Set problem 1 | Summarize the passage below on Bushu and Mupfurudzi in three sentences.
Set problem 2 | Quote the passage below on Bushu and Mupfurudzi from "Lying about 23" up to and including "among the settlers.".

Page |

+ + + + +

Most of the soils in the area are the gova, with textures ranging from clayey loams to sandy clay. These are relatively fertile, but prone to erosion. Inherently, the fertility content has declined greatly, with extensive utilisation they have been subjected to since 1916. This has had a negative spin-off effect, with the land needing extensive investment in organic and artificial fertilisers. A greater majority of households occupy and farm on these two dominant soils. Notably, fertile soils are concentrated along river valleys and riverines, which has allowed certain households to develop gardens to produce grain and vegetable crops. There are no dams in Bushu, but there are two boreholes and a network of public and private wells.
Mupfurudzi is a new resettlement area established in 2004, following the implementation of the Fast track land reform and resettlement program (FTLRRP). It is a former commercial farm acquired by government to settle A1 farmers. It is a settlement of 84 households, divided into four villages, on a gently sloping terrain bordered by the Gono and Kanyemba villages to the south and Mupfurudzi River to the north. The settlement neighbours other resettlement schemes like Mutoramhepo, Mupedzanhamo and Murindagomo, and the Principle Irrigation Scheme.
Lying about 23 km north of Shamva Growth Point, and 14 km from Bushu, it is easily accessible by foot. Compared to communal areas in the region, landholdings are smaller, with each households allocated about 3.5 acres, with communal access for grazing. As a newly settled resettlement area, Mupfurudzi is a farming community with relatively younger settlers, with most landholder below 50 years. A majority are from communal areas in the region, although there are also some former farm workers among the settlers.
Compared to the communal areas, this is no place for labour migrants, although households engage in diverse non-farming livelihoods including artisanal mining and vending. 2 As an area formerly designated for settler agriculture, the land is far more fertile than land in former native reserves like Bushu. It is characterised by rich black, red clay and loamy sandy soils, which are well drained. While these soils also erode, they have not been subjected to extensive cultivation and are still relatively virgin. They are good for growing maize and cotton.

+ + + + +

Listed entries |
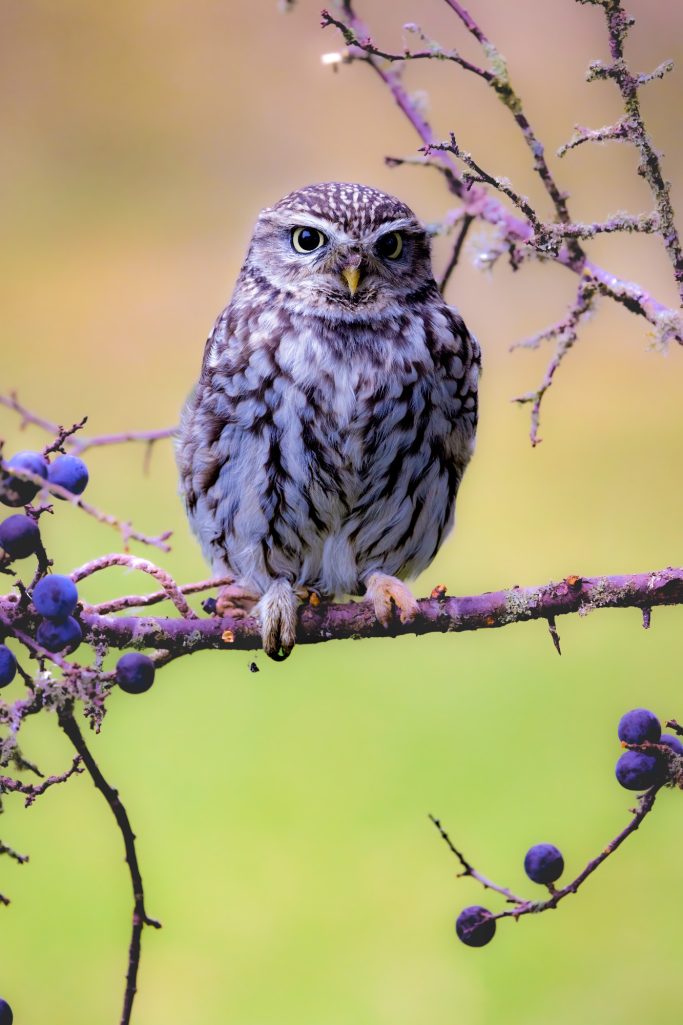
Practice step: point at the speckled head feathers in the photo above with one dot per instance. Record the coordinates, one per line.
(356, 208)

+ + + + +

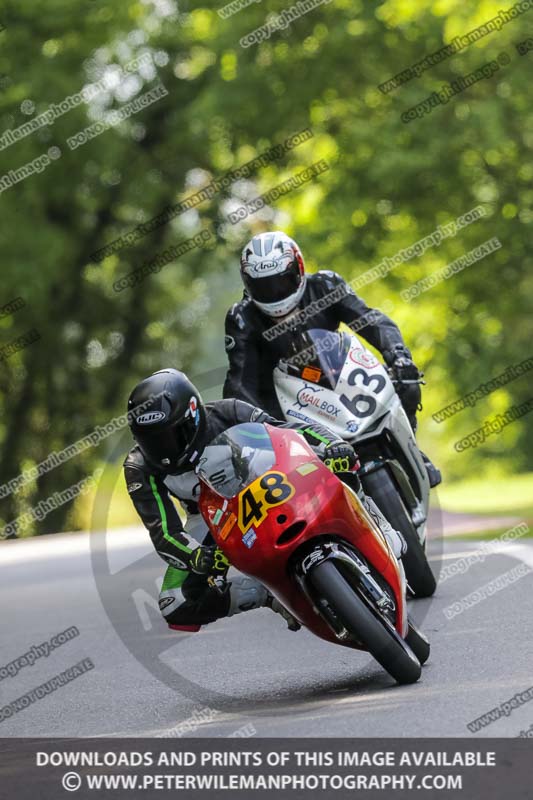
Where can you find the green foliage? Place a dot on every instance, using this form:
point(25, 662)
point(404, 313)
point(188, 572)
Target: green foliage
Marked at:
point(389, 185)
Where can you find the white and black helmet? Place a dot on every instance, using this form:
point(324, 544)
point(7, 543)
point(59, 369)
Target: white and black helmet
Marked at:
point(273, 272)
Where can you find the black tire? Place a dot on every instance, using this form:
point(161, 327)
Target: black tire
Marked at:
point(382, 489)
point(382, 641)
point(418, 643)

+ + + + +

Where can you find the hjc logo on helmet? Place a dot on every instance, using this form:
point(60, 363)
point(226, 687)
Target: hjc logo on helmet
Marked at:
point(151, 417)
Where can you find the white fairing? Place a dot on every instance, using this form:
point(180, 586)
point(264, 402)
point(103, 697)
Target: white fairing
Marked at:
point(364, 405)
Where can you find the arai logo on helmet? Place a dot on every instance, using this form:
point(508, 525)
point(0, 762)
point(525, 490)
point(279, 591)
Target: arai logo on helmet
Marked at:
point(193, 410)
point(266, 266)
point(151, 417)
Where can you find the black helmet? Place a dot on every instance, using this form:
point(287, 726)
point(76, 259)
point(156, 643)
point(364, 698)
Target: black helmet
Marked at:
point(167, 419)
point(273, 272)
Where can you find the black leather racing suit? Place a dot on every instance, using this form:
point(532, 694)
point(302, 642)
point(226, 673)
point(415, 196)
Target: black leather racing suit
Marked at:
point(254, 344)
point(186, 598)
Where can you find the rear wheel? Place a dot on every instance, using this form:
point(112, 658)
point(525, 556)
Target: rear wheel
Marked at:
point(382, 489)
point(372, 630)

+ + + + +

Reply 1 | Bushu's soils are mostly gova, ranging from clayey loams to sandy clay, and though relatively fertile they are prone to erosion and have lost much of their fertility through extensive use since 1916. Mupfurudzi is a resettlement area of 84 households, established in 2004 on a former commercial farm under the Fast track land reform and resettlement program, with each household allocated about 3.5 acres. Its settlers are relatively young and mostly come from communal areas, and its rich, well-drained soils are still relatively virgin and good for growing maize and cotton.

Reply 2 |
Lying about 23 km north of Shamva Growth Point, and 14 km from Bushu, it is easily accessible by foot. Compared to communal areas in the region, landholdings are smaller, with each households allocated about 3.5 acres, with communal access for grazing. As a newly settled resettlement area, Mupfurudzi is a farming community with relatively younger settlers, with most landholder below 50 years. A majority are from communal areas in the region, although there are also some former farm workers among the settlers.